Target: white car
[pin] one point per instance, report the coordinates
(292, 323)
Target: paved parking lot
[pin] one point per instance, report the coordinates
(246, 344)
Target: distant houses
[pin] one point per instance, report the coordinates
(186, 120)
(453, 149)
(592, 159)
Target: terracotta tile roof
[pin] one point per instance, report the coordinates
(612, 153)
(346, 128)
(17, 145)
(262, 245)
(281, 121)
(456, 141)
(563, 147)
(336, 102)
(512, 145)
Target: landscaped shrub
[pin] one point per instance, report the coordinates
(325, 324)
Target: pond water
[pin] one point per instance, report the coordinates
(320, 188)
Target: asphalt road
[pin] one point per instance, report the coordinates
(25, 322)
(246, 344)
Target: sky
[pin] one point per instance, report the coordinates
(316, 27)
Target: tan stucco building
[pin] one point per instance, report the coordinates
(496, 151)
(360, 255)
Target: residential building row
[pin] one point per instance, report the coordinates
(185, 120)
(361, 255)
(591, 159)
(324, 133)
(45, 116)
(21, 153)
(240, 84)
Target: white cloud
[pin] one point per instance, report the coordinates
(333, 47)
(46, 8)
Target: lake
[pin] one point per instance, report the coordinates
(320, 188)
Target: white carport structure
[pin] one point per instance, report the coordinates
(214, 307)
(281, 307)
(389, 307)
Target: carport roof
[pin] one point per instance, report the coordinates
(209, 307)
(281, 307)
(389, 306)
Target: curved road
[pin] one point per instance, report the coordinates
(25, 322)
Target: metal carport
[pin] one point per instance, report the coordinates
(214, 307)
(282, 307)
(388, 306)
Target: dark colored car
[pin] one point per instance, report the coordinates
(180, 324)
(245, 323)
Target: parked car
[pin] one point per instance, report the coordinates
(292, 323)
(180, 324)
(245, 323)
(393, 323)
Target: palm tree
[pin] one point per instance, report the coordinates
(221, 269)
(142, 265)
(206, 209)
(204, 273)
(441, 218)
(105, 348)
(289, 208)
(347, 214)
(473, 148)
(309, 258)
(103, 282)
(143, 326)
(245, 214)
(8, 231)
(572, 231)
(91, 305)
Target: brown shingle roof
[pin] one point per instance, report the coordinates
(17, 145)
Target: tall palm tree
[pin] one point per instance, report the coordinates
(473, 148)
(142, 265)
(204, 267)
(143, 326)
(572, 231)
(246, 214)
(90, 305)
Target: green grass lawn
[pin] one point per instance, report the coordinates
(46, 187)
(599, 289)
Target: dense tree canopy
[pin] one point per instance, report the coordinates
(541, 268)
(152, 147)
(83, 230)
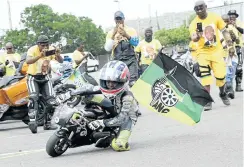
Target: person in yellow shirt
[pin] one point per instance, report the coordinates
(10, 61)
(121, 41)
(239, 47)
(79, 57)
(38, 80)
(147, 49)
(204, 30)
(193, 49)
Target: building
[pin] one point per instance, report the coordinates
(174, 20)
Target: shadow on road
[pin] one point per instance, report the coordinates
(14, 128)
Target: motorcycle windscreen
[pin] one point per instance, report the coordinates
(62, 114)
(76, 79)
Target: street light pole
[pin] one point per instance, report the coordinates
(117, 1)
(9, 15)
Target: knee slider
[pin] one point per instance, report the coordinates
(203, 72)
(33, 100)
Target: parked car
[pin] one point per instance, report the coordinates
(92, 63)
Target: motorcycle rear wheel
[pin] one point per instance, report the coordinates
(40, 114)
(53, 146)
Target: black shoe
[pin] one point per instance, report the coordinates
(138, 113)
(104, 142)
(33, 126)
(238, 88)
(48, 126)
(208, 107)
(229, 91)
(225, 99)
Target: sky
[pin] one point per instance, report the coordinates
(100, 11)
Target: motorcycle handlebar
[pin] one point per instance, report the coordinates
(84, 93)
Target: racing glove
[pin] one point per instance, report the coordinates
(94, 125)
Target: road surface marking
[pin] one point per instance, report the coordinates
(20, 153)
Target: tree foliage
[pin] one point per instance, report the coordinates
(60, 28)
(173, 36)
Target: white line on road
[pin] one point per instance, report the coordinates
(10, 137)
(15, 154)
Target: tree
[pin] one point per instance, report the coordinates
(21, 39)
(173, 36)
(41, 19)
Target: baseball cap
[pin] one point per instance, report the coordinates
(119, 14)
(233, 12)
(199, 2)
(42, 39)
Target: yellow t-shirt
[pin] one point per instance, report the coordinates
(42, 65)
(10, 68)
(210, 41)
(77, 56)
(129, 30)
(193, 49)
(241, 25)
(147, 49)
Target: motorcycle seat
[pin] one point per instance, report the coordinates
(6, 80)
(97, 112)
(56, 80)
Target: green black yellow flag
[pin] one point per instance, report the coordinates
(168, 88)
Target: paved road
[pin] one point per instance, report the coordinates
(156, 141)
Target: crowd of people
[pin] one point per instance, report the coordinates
(216, 47)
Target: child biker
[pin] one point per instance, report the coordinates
(114, 84)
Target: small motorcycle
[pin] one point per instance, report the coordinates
(184, 59)
(73, 127)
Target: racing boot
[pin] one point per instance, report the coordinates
(238, 84)
(47, 122)
(32, 124)
(103, 139)
(223, 95)
(121, 143)
(229, 90)
(208, 106)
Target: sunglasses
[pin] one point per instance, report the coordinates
(200, 7)
(43, 45)
(118, 18)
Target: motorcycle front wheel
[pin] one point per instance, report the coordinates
(55, 146)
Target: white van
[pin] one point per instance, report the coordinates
(92, 63)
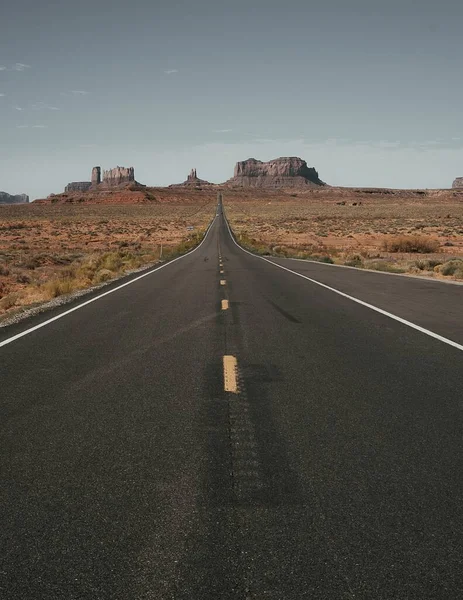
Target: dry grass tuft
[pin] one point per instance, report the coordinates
(411, 243)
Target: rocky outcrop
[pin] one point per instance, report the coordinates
(78, 186)
(13, 199)
(96, 175)
(118, 175)
(193, 181)
(279, 173)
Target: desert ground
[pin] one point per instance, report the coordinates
(47, 250)
(72, 242)
(418, 232)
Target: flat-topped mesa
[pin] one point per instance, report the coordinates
(6, 198)
(78, 186)
(96, 175)
(118, 175)
(192, 176)
(192, 181)
(278, 173)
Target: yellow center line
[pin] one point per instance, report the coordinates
(230, 378)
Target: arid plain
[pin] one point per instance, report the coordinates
(79, 241)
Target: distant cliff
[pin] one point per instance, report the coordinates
(279, 173)
(17, 199)
(193, 181)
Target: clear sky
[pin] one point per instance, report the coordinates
(367, 91)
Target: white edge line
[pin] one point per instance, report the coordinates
(375, 271)
(67, 312)
(375, 308)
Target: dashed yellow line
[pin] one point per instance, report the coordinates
(230, 379)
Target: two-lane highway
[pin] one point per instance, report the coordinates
(223, 428)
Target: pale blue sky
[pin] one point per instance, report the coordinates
(368, 92)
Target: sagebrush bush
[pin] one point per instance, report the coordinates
(451, 267)
(411, 243)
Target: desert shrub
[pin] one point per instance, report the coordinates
(451, 267)
(354, 261)
(426, 265)
(9, 301)
(412, 243)
(385, 267)
(111, 261)
(23, 278)
(58, 287)
(103, 275)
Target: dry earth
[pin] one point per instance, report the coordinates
(73, 241)
(357, 227)
(47, 250)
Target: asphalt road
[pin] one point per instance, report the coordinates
(334, 471)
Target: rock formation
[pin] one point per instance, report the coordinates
(192, 181)
(96, 175)
(279, 173)
(78, 186)
(118, 175)
(13, 199)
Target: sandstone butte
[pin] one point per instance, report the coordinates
(284, 172)
(111, 178)
(13, 199)
(192, 181)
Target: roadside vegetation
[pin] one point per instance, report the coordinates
(416, 237)
(448, 268)
(61, 251)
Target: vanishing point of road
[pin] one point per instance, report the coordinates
(225, 428)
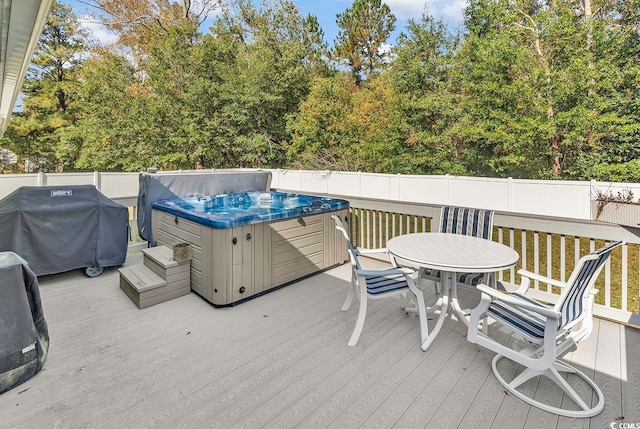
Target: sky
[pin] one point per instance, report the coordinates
(450, 11)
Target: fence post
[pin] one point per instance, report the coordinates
(510, 194)
(448, 189)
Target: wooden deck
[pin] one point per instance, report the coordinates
(281, 361)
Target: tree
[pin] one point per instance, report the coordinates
(365, 27)
(421, 77)
(350, 127)
(49, 103)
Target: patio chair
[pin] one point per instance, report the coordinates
(466, 221)
(549, 332)
(379, 283)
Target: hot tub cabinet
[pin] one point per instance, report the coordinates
(232, 264)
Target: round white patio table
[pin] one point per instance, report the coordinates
(451, 254)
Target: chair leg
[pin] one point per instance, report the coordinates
(349, 299)
(556, 377)
(362, 313)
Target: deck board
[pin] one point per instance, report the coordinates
(281, 361)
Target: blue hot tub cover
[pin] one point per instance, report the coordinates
(162, 186)
(245, 208)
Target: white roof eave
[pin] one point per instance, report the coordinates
(22, 23)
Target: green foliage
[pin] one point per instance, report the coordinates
(49, 102)
(345, 126)
(527, 89)
(365, 27)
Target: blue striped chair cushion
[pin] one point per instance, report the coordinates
(472, 279)
(571, 307)
(529, 324)
(460, 220)
(385, 283)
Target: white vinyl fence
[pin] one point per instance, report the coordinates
(546, 222)
(571, 199)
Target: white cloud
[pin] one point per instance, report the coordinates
(97, 31)
(450, 11)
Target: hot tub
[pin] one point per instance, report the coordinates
(247, 244)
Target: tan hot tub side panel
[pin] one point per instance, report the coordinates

***

Give back exactly the lines beginning at the one with "Target: chair leg" and ending at the final line of the material; both boundary lines belong in it.

| Result |
Target: chair leg
[pin] one point per instance, report the coordinates
(349, 299)
(556, 377)
(362, 313)
Target: deck board
[pin] one point per instance, report the coordinates
(281, 361)
Target: blue hot tub cover
[pin] one point per instance, report the coordinates
(162, 186)
(245, 208)
Target: white roof eave
[pin] one point per instance, report the coordinates
(22, 23)
Target: green foliage
[pin] one point per instance, report the coordinates
(49, 102)
(345, 126)
(527, 89)
(365, 27)
Target: blue striped chair cushion
[pin] one point per instance, report the coordinates
(472, 279)
(571, 307)
(529, 324)
(460, 220)
(385, 283)
Target: white vinyl fence
[pin] one point per instance, report the coordinates
(546, 222)
(571, 199)
Target: white cloud
[pin] one point per instance, report the coordinates
(97, 31)
(450, 11)
Target: hot tub
[pin] one point per instance, report the coordinates
(247, 244)
Target: tan hot tub side panel
[pin] one point per instance, report the coordinates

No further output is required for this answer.